Exercise goal:
Show every line below that contains the string "boxes", matching its case exactly.

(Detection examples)
START

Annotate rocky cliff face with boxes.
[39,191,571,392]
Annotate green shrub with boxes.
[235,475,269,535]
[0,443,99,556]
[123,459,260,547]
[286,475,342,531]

END

Solution for this exercise:
Annotate rocky cliff face with boxes.
Annotate green shrub with boxes.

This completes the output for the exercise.